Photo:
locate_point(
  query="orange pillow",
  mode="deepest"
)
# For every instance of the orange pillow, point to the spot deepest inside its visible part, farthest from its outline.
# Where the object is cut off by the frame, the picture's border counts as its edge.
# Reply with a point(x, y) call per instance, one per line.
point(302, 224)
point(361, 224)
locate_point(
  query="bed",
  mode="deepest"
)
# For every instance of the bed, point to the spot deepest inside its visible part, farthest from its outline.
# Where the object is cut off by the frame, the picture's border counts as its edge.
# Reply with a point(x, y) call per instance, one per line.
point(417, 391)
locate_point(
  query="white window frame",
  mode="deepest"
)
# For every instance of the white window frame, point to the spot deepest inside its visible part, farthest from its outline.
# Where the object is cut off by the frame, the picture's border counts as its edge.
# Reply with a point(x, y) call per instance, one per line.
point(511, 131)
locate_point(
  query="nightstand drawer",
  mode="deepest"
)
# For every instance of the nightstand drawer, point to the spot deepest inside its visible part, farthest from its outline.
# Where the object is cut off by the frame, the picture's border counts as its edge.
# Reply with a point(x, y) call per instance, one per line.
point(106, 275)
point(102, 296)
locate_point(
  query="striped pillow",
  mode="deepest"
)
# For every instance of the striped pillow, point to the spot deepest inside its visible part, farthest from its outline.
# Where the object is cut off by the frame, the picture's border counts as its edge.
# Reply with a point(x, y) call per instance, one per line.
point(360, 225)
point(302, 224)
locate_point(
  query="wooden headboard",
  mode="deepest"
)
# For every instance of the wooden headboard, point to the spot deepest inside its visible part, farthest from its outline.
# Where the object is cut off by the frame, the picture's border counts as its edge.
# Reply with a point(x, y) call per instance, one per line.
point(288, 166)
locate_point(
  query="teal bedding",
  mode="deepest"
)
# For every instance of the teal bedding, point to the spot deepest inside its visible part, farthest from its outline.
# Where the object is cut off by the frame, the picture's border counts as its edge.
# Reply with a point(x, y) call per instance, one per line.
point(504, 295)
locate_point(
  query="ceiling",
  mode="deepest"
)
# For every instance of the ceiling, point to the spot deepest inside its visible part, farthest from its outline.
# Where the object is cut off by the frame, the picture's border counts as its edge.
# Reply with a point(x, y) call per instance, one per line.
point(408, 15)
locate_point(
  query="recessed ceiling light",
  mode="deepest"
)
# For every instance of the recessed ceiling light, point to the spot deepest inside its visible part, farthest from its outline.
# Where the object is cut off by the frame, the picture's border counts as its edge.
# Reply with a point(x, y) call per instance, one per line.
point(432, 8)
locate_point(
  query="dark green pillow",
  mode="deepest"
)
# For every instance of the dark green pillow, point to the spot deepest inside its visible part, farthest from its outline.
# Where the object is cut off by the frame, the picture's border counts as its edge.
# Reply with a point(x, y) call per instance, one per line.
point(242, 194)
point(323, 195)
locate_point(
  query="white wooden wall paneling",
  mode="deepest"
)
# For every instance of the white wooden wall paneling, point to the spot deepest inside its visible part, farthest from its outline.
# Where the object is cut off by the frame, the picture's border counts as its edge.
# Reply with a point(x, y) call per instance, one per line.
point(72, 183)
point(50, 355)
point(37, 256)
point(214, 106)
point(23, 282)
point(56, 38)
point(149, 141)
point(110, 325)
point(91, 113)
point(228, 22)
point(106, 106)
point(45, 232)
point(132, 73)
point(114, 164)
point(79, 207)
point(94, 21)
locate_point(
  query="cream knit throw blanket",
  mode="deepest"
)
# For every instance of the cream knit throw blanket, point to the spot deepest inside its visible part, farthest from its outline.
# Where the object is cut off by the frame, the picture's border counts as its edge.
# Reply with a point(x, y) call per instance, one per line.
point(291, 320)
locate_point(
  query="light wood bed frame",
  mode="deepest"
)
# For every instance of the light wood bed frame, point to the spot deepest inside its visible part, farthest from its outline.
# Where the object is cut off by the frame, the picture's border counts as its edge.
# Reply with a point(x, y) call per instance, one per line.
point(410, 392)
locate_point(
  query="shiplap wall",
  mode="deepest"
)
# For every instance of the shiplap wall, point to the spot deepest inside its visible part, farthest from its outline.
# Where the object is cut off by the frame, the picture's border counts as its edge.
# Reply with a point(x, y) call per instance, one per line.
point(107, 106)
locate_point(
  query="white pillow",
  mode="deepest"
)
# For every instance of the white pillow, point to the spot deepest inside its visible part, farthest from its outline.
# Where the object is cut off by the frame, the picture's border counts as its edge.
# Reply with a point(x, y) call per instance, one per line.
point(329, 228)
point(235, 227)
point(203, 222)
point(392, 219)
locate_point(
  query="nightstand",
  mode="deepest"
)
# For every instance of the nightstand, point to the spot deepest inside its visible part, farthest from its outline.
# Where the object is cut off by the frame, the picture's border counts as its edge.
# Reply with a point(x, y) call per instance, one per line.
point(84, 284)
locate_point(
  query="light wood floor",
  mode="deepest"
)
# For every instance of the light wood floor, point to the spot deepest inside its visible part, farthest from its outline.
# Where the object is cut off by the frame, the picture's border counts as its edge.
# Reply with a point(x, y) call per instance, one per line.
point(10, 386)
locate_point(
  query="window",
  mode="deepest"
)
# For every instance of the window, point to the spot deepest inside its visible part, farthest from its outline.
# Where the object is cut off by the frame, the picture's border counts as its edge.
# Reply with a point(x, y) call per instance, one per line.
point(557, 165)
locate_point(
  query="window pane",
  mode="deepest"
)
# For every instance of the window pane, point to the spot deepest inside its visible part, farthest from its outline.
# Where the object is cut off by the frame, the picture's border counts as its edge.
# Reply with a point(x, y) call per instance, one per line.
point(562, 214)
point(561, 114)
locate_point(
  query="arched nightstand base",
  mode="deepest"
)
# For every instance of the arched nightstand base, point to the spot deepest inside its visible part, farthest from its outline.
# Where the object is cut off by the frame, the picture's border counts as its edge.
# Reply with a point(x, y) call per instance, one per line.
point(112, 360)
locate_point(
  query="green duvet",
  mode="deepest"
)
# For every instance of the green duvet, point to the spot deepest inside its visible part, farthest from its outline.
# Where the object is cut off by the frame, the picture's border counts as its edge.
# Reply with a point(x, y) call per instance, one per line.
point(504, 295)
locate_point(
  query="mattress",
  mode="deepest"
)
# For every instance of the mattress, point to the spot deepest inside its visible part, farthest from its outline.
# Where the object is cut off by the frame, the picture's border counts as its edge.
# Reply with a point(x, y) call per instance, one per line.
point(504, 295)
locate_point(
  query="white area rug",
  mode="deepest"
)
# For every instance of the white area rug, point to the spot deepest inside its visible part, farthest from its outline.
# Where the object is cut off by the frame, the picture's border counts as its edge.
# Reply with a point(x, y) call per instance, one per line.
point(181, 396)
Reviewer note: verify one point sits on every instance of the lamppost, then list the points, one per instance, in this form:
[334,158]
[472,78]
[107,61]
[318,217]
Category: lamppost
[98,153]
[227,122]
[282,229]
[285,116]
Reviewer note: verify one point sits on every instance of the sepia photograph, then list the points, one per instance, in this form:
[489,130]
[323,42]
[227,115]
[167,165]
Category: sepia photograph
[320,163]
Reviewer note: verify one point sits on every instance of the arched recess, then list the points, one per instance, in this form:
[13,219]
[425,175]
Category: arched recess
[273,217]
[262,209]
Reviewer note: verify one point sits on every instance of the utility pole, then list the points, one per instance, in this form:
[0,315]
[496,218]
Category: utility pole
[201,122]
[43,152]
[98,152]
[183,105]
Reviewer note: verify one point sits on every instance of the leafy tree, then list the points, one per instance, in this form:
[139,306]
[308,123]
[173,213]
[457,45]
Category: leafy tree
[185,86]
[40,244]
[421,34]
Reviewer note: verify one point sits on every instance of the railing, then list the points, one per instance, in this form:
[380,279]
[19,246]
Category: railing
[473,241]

Work order
In full and without changes, repeat the listing.

Worked solution
Photo:
locate_point(
  query="orange pillow",
  mode="deepest"
)
# For every instance of the orange pillow, point to the spot deepest inside its visible part, farthest from its outline.
# Where the object is cut off by the frame, the picture's border counts as its edge.
# Reply with a point(x, y) call per instance, one per line.
point(302, 224)
point(361, 224)
locate_point(
  query="bed",
  mode="deepest"
)
# For every instance of the bed, point to the spot deepest inside its visible part, farthest from its outline.
# Where the object is cut off by the frame, the picture's border counts as its edge.
# Reply with a point(x, y) call per instance, one per line.
point(417, 391)
locate_point(
  query="white window frame",
  mode="deepest"
)
# For every instance of the white window frame, point to the spot deepest inside its visible part, farthest from its outline.
# Where the object is cut off by the frame, the picture's border counts as its edge.
# Reply with a point(x, y) call per instance, one per line.
point(511, 131)
locate_point(
  query="nightstand drawer",
  mode="deepest"
)
# For every instance of the nightstand drawer, point to the spot deepest inside its visible part, farthest from its outline.
# Where the object is cut off by the frame, the picture's border counts as its edge.
# Reply with a point(x, y) call per instance, one per line.
point(106, 275)
point(102, 296)
locate_point(
  query="striped pillow",
  mode="deepest"
)
# For every instance of the striped pillow, point to the spot deepest inside its visible part, farthest from its outline.
# Where the object is cut off by the frame, the picture's border counts as its edge.
# Reply with a point(x, y) call per instance, one per line.
point(360, 225)
point(302, 224)
locate_point(
  query="wooden headboard",
  mode="deepest"
)
# For every instance of the wooden headboard, point to the spot deepest inside its visible part, farthest from its outline.
# Where the object is cut off by the frame, the picture's border counts as its edge.
# Reply with a point(x, y) call per instance, one per line.
point(288, 166)
locate_point(
  query="teal bedding",
  mode="deepest"
)
# For every instance of the teal bedding, point to the spot deepest inside its visible part, farthest from its outline.
# Where the object is cut off by the frame, the picture's border counts as its edge.
# Reply with a point(x, y) call per instance, one per line.
point(504, 295)
locate_point(
  query="ceiling",
  mode="deepest"
)
# For every instance of the ceiling, point to the spot deepest inside its visible part, farthest from its outline.
# Where the object is cut off by the frame, the picture's border counts as its edge.
# Reply with a point(x, y) call per instance, one per line.
point(408, 15)
locate_point(
  query="recessed ceiling light",
  mode="deepest"
)
# For every instance of the recessed ceiling light, point to the spot deepest inside its visible part, farthest from its outline.
# Where the object is cut off by the frame, the picture's border counts as its edge.
# Reply with a point(x, y) call per instance, one per line.
point(432, 8)
locate_point(
  query="dark green pillow",
  mode="deepest"
)
# For every instance of the dark green pillow, point to the spot deepest inside its visible part, farthest from its outline.
# Where the object is cut off by the frame, the picture's border counts as its edge.
# Reply with a point(x, y) call per instance, one per line.
point(242, 194)
point(323, 195)
locate_point(
  query="white wooden wall paneling",
  mode="deepest"
)
# For every instance of the white wooden wall paneling, point to the spot deepest inside its visible part, farthest from its outline.
# Where the object is cut off by the frame, the picture's border counts as its edge.
# Reply with a point(x, y) call per instance, one per line.
point(72, 183)
point(50, 355)
point(37, 256)
point(214, 106)
point(23, 282)
point(56, 38)
point(149, 141)
point(110, 325)
point(91, 113)
point(228, 22)
point(106, 106)
point(45, 232)
point(132, 73)
point(114, 164)
point(79, 207)
point(94, 21)
locate_point(
  query="cream knit throw blanket",
  mode="deepest"
)
# For every instance of the cream knit throw blanket, point to the spot deepest inside its visible part, farthest from its outline.
# Where the object is cut off by the frame, the picture's border counts as its edge.
# Reply with a point(x, y) call per instance, one per line.
point(291, 320)
locate_point(
  query="light wood bed frame",
  mode="deepest"
)
# For every instance of the light wood bed frame, point to the spot deepest inside its visible part, farthest from its outline.
# Where the object is cut off by the frame, the picture's border counts as its edge.
# Reply with a point(x, y) call per instance, one per line.
point(410, 392)
locate_point(
  query="shiplap wall",
  mode="deepest"
)
# For every instance of the shiplap wall, point to the spot deepest inside its visible part, farthest from its outline.
# Where the object is cut off by the frame, the picture's border counts as its edge.
# Reply with a point(x, y) call per instance, one per line.
point(107, 106)
locate_point(
  query="white pillow",
  mode="deepest"
)
# For every instance of the white pillow, point to the spot deepest inside its visible part, farthest from its outline.
# Where the object is cut off by the frame, the picture's border counts as its edge.
# Reply with a point(x, y) call per instance, one per line.
point(329, 228)
point(235, 227)
point(203, 222)
point(392, 219)
locate_point(
  query="nightstand",
  mode="deepest"
)
# For every instance of the nightstand, point to the spot deepest inside its visible part, farthest from its outline.
# Where the object is cut off by the frame, the picture's border counts as its edge.
# Reply with a point(x, y) call per instance, one per line.
point(84, 284)
locate_point(
  query="light wood floor",
  mode="deepest"
)
# For every instance of the light wood floor, point to the spot deepest inside its visible part, farthest from its outline.
# Where the object is cut off by the frame, the picture's border counts as its edge.
# Reply with a point(x, y) call per instance, one per line.
point(10, 386)
locate_point(
  query="window",
  mode="deepest"
)
# For every instance of the window, point to the spot deepest inside its visible part, farthest from its outline.
# Where the object is cut off by the frame, the picture's border counts as its edge.
# Reply with a point(x, y) call per instance, one per line.
point(557, 165)
locate_point(
  query="window pane",
  mode="deepest"
)
# For every instance of the window pane, point to the spot deepest inside its visible part, farthest from its outline.
# Where the object is cut off by the frame, the picture's border counts as its edge.
# Reply with a point(x, y) call per instance, one per line.
point(562, 214)
point(561, 114)
locate_point(
  query="arched nightstand base",
  mode="deepest"
)
# For every instance of the arched nightstand base, point to the spot deepest inside its visible part, farthest from its outline.
# Where the object is cut off by the frame, the picture's border counts as its edge.
# Reply with a point(x, y) call per instance, one per line.
point(112, 360)
locate_point(
  query="green duvet",
  mode="deepest"
)
# For every instance of the green duvet, point to the spot deepest inside its visible part, farthest from its outline.
# Where the object is cut off by the frame, the picture's border counts as its edge.
# Reply with a point(x, y) call per instance, one per line.
point(504, 295)
locate_point(
  query="mattress",
  mode="deepest"
)
# For every instance of the mattress, point to the spot deepest inside its visible part, farthest from its outline.
# Where the object is cut off by the frame, the picture's border counts as its edge.
# Reply with a point(x, y) call per instance, one per line.
point(504, 295)
locate_point(
  query="white area rug",
  mode="deepest"
)
# For every instance of the white area rug, point to the spot deepest inside its visible part, farthest from its outline.
# Where the object is cut off by the frame, the picture's border counts as its edge.
# Reply with a point(x, y) call per instance, one per line.
point(181, 396)
Reviewer note: verify one point sits on every instance of the lamppost, then list the points, one per instance, in this form:
[334,158]
[472,78]
[107,61]
[318,217]
Category: lamppost
[98,153]
[227,122]
[282,229]
[285,116]
Reviewer note: verify one point sits on every instance of the sepia photograph, then list the points, one per instance, in this form:
[489,130]
[323,42]
[227,115]
[167,165]
Category: sepia photograph
[320,163]
Reviewer note: verify one point sits on every instance of the arched recess, then list the points, one per instance, in this form:
[13,219]
[425,175]
Category: arched recess
[273,217]
[262,209]
Reviewer note: verify one point sits on every instance of the utility pole, then list the points, one per instance, in this form:
[0,315]
[496,218]
Category: utility pole
[201,122]
[43,152]
[98,152]
[183,105]
Reviewer note: verify one point sits on every instance of the leafy tree, then list the points, one per instance, in this form:
[139,306]
[308,123]
[173,213]
[457,45]
Category: leafy tree
[185,86]
[40,244]
[421,34]
Reviewer note: verify one point sits on every instance of the railing, then list the points, one per instance, in this form:
[380,279]
[19,246]
Category: railing
[473,241]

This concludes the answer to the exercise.